-- PAGE TEXT follows --

In Sunderland’s opening eight games of the season, the Lads went behind early on five occasions and, in each, managed to turn the scoreline around and gain eleven points from a losing position - still the highest in the League to date and higher than we achieved in both 2016//17 and 2017/18 combined.
Although it was a worrying trend - which now appears to have been properly addressed - the players deserve immense credit for their mental stature and ability to turn it around amidst dire circumstances. Since then we have only conceded first on one occasion, in our only loss of the season away at Burton Albion.
One of the vital factors in Sunderland being able to turn this around has been our superior fitness levels. Ross and his team have focused heavily on increasing the physical fitness of players who were already at Sunderland, and in the transfer window also brought in players who themselves fit this mould.
Just last season Lee Cattermole looked finished. His ability is still unquestionable, but years of injuries, a long career which began very early and numerous injury-lightening injections over the years seemed to have taken their toll as he evidently struggled with the intensity of the Championship.
This led many supporters - myself included - to worry over his ability to cut it in League One, where the game is arguably more physically-taxing. However, he has reveled in the opportunity to lead the club back to the second tier.
Arguably one of our most standout performers and certainly the best central midfielder, Catts looks rejuvenated both mentally and physically - and he has even transformed his game into a more box-to-box role, having scored more goals (3) and completing more tackles (34) and interceptions (38) than any other midfielder in the squad this season.
Some have remarked that he has “finally found his level”, but in fact, the credit must lie with the backroom staff and hours of hard work put in at the Academy of Light.
Adam Matthews typified Sunderland’s new approach in a rare interview:
He [Ross] wants us to train like we play, so shorter times but with more intensity, and it shows on the pitch. We look a lot fitter than last season. At the end of games we always look like the team that’s going to score.

-- PAGE TEXT concluded --
-- DATA EXTRACTS follows --

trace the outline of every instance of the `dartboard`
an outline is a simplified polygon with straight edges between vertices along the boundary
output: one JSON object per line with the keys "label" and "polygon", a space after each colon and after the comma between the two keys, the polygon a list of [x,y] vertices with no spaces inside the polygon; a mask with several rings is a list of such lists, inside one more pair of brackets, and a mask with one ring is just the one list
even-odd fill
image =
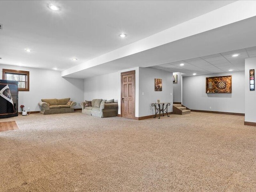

-- DATA EXTRACTS concluded --

**WHAT THIS EXERCISE ASKS**
(1) Copy the Sunderland article word for word from "Arguably one of" to "going to score.".
(2) Pick up the Sunderland article where it stops and keep writing it.

**RESPONSES PER TASK**
(1)
Arguably one of our most standout performers and certainly the best central midfielder, Catts looks rejuvenated both mentally and physically - and he has even transformed his game into a more box-to-box role, having scored more goals (3) and completing more tackles (34) and interceptions (38) than any other midfielder in the squad this season.
Some have remarked that he has “finally found his level”, but in fact, the credit must lie with the backroom staff and hours of hard work put in at the Academy of Light.
Adam Matthews typified Sunderland’s new approach in a rare interview:
He [Ross] wants us to train like we play, so shorter times but with more intensity, and it shows on the pitch. We look a lot fitter than last season. At the end of games we always look like the team that’s going to score.

(2)
So pleased for @LukeONien working hard in training & doing extras after with @jimmywalker001 @SunderlandAFC Full 1 to 1 Session coming to https://t.co/lV72bHoMob very soon‼️ #safc pic.twitter.com/JvUH1VkuZg— Football DNA (@footballdna_) October 21, 2018
Well, Matthews has a point.
The team as a whole has an xG (expected goals) for of 14.51 and 15.78 against in the first 75 minutes of matches (a 48% ratio). However, in the last 15 minutes, the xG for is at 3.82 and 2.69 against (59% ratio).
When the opposition clearly tire, we strike. Of the 27 goals scored this season, 14 have been scored in the second half (51%), including 7 in the last 15 minutes (26%). The latter is staggering, as a full quarter of goals scored this season have came in just the last 16% of each individual game.
This can be broken down even further, by analysing xG in segments over the course of a 90 minute period.
Sunderland xG per game (for/against) by 15 minute segments:
0-15 minutes: 0.27-0.45;
15-30 minutes: 0.12-0.17;
30-45 minutes: 0.17-0.22;
45-60 minutes: 0.26-0.40;
60-75 minutes: 0.25-0.33;
75-90 minutes: 0.32-0.22.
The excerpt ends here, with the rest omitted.